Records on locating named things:
* * * * * * * * *
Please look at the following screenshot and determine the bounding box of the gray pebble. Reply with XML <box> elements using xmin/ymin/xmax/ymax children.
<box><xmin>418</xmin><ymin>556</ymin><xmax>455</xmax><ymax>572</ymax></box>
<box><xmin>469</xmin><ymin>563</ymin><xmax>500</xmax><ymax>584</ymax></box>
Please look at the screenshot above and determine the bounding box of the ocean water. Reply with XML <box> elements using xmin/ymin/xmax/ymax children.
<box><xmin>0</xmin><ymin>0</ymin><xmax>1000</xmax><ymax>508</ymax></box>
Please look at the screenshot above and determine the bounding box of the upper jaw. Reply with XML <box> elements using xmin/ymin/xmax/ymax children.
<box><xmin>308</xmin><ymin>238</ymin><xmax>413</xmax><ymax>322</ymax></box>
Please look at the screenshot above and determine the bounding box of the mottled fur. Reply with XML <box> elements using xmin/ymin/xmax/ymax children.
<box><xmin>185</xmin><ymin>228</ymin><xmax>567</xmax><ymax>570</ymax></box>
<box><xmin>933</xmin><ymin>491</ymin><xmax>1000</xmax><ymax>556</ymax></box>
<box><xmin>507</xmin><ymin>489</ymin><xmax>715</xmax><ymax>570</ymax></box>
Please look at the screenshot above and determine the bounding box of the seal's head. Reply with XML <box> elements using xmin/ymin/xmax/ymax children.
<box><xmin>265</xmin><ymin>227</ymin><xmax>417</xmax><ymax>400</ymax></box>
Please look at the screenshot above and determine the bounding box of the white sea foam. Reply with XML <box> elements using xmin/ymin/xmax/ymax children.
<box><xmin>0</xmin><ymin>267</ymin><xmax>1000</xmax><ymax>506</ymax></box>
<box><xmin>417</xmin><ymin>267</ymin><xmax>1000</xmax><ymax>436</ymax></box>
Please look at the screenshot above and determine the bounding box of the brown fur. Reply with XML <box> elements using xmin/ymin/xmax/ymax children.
* * * * * * * * *
• **WHAT YOU ARE ASKED TO DO**: Repeat all of the records above word for word, keeping every line unchanged and in its original order.

• **FINISHED EXERCISE**:
Please look at the following screenshot and determine the bounding box of the gray pebble. Reply with XML <box> elements using xmin/ymin/xmax/ymax children.
<box><xmin>418</xmin><ymin>556</ymin><xmax>455</xmax><ymax>572</ymax></box>
<box><xmin>469</xmin><ymin>563</ymin><xmax>500</xmax><ymax>584</ymax></box>
Please look at the screenshot above and determine the bounding box of the ocean water. Reply with XML <box> elements using xmin/ymin/xmax/ymax children.
<box><xmin>0</xmin><ymin>0</ymin><xmax>1000</xmax><ymax>508</ymax></box>
Please look at the screenshot above and determine the bounding box of the upper jaw. Reply with XML <box> elements using xmin/ymin/xmax/ymax children.
<box><xmin>308</xmin><ymin>238</ymin><xmax>413</xmax><ymax>322</ymax></box>
Please look at the screenshot above and determine the bounding box of the mottled fur. Reply with XML <box> elements using xmin/ymin/xmax/ymax children.
<box><xmin>185</xmin><ymin>228</ymin><xmax>567</xmax><ymax>570</ymax></box>
<box><xmin>933</xmin><ymin>491</ymin><xmax>1000</xmax><ymax>556</ymax></box>
<box><xmin>507</xmin><ymin>489</ymin><xmax>715</xmax><ymax>570</ymax></box>
Please look at the screenshot above and determine the bounding box of the seal's head. Reply with XML <box> elements using xmin/ymin/xmax/ymax children.
<box><xmin>265</xmin><ymin>227</ymin><xmax>417</xmax><ymax>400</ymax></box>
Please look at the screenshot above and determine the bounding box of the white sea foam. Reply with XML <box> elements using xmin/ymin/xmax/ymax children.
<box><xmin>0</xmin><ymin>267</ymin><xmax>1000</xmax><ymax>506</ymax></box>
<box><xmin>417</xmin><ymin>267</ymin><xmax>1000</xmax><ymax>436</ymax></box>
Please look at the screenshot above and determine the bounding box of the brown fur. Reply with XML <box> elements using xmin/ymin/xmax/ymax children.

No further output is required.